Records drawn from a dataset
▶

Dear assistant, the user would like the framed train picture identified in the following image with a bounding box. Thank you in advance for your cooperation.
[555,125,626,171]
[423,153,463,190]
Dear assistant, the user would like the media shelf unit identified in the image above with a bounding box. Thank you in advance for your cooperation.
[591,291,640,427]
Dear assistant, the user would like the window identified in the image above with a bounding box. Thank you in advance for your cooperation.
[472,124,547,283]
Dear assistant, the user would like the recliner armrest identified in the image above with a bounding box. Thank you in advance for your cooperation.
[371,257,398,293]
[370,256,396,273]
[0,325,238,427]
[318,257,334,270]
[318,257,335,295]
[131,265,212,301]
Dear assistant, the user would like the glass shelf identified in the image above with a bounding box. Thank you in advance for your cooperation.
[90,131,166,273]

◀

◆ **WORK TO COMPLETE**: Reproduce each entry above exactly, keeping every word.

◆ **TASK ANSWER**:
Dear assistant, the user would like the framed train picture identified in the following image with a bounding box. Thank you in advance for your cooperation.
[555,125,626,171]
[423,153,463,190]
Dear assistant, the user would like the media shelf unit identified in the image above with a bounding box. Thank you in advance for your cooperation.
[591,291,640,427]
Dear assistant, the user would like the window identified in the image above with a bounding box. Thank you in advance for your cooperation.
[472,124,547,283]
Dear assistant, the user would like the recliner armrest identified in the image above with a bounding box. Thank you in advance for your cooperation.
[371,257,398,293]
[370,256,396,273]
[0,325,238,427]
[318,257,334,270]
[318,257,335,295]
[131,265,212,301]
Dear assistant, the user would like the glass shelf identified in the image above with a bounding box. Thank you in advance for your cooperation.
[90,131,166,273]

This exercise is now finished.